#### INSTRUCTIONS TO FOLLOW:
The records below are to be duplicated character for character.

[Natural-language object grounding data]

Content starts

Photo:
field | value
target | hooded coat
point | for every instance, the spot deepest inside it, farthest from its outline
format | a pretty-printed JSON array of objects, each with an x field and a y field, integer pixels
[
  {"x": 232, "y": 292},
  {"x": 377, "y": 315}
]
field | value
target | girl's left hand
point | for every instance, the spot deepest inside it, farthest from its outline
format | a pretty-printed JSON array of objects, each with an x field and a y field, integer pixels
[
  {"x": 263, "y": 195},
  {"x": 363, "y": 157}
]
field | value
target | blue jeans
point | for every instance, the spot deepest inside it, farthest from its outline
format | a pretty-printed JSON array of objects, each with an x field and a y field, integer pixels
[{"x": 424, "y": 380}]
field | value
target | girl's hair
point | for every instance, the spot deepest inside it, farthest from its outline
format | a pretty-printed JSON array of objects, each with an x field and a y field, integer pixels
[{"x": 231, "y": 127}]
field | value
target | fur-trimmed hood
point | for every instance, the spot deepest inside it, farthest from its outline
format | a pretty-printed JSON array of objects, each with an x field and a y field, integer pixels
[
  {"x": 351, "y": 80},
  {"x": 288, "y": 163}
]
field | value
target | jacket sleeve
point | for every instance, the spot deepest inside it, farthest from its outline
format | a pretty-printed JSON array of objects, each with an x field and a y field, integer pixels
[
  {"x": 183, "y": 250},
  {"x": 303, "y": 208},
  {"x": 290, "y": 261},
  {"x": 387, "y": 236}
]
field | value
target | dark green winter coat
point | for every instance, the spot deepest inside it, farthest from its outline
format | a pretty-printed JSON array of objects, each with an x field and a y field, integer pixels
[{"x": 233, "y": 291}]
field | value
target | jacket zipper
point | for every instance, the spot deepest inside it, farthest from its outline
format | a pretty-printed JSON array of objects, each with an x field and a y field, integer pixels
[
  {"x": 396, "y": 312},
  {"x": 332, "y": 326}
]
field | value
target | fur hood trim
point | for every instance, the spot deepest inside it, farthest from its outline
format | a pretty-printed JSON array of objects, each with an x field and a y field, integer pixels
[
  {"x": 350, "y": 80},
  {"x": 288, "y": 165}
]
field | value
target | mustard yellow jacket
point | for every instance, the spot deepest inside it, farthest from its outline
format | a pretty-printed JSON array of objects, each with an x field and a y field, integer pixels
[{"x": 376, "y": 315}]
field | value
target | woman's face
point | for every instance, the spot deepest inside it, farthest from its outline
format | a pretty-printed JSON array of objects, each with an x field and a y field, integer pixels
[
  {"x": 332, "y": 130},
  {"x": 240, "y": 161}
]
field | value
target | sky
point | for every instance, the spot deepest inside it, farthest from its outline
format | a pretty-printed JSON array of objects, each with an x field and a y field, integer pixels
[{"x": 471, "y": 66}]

Content ends

#### FINISHED TASK:
Photo:
field | value
target | hooded coat
point | for every instance, the spot deepest inside it, farthest from its outline
format | a pretty-printed JSON array of objects, each with an x field and a y field, integer pixels
[
  {"x": 232, "y": 292},
  {"x": 377, "y": 315}
]
field | value
target | girl's left hand
point | for every instance, the spot deepest inside it, farthest from its outline
format | a pretty-printed JSON array of objects, each with an x field and a y field, integer pixels
[
  {"x": 263, "y": 195},
  {"x": 363, "y": 157}
]
field | value
target | blue jeans
point | for every instance, the spot deepest inside it, farthest from its outline
format | a pretty-printed JSON array of objects, each with an x field and a y field, integer pixels
[{"x": 424, "y": 380}]
field | value
target | girl's hair
point | for every instance, the spot deepest inside it, farthest from its outline
format | a pretty-printed JSON array of objects, each with an x field and a y field, integer pixels
[{"x": 231, "y": 127}]
field | value
target | fur-trimmed hood
point | for every instance, the spot deepest inside it, farthest from its outline
format | a pretty-printed JSON array of objects, each with an x field and a y field, integer pixels
[
  {"x": 351, "y": 80},
  {"x": 288, "y": 163}
]
field | value
target | jacket sleeve
point | for every instance, the spot deepest inside it, farthest from its outline
format | a pretty-printed JSON array of objects, each with an x field and a y field, integer pixels
[
  {"x": 183, "y": 250},
  {"x": 303, "y": 208},
  {"x": 290, "y": 261},
  {"x": 387, "y": 236}
]
field | value
target | dark green winter coat
point | for every instance, the spot deepest inside it, farthest from its outline
format | a pretty-printed JSON array of objects, each with an x field and a y field, integer pixels
[{"x": 233, "y": 291}]
field | value
target | jacket zipper
point | for every instance, the spot deepest inside it, farthest from its outline
format | a pretty-printed JSON array of objects, each with an x field and a y field, integer pixels
[
  {"x": 396, "y": 312},
  {"x": 332, "y": 326}
]
field | value
target | fur hood trim
point | for every instance, the spot deepest inside it, farthest from its outline
format | a pretty-printed JSON array of objects, each with an x field and a y field, integer pixels
[
  {"x": 350, "y": 80},
  {"x": 288, "y": 165}
]
field | value
target | mustard yellow jacket
point | for every instance, the spot deepest inside it, farthest from its outline
format | a pretty-printed JSON array of objects, each with an x field and a y field, integer pixels
[{"x": 376, "y": 315}]
field | value
target | woman's face
point | for every instance, the spot deepest inside it, farthest from its outline
format | a pretty-printed JSON array of objects, each with an x field and a y field, integer pixels
[
  {"x": 332, "y": 130},
  {"x": 240, "y": 161}
]
field | value
target | sky
point | for every instance, the spot deepest inside it, farthest from its outline
format | a pretty-printed JSON array of objects, each with an x field and a y field, integer pixels
[{"x": 471, "y": 66}]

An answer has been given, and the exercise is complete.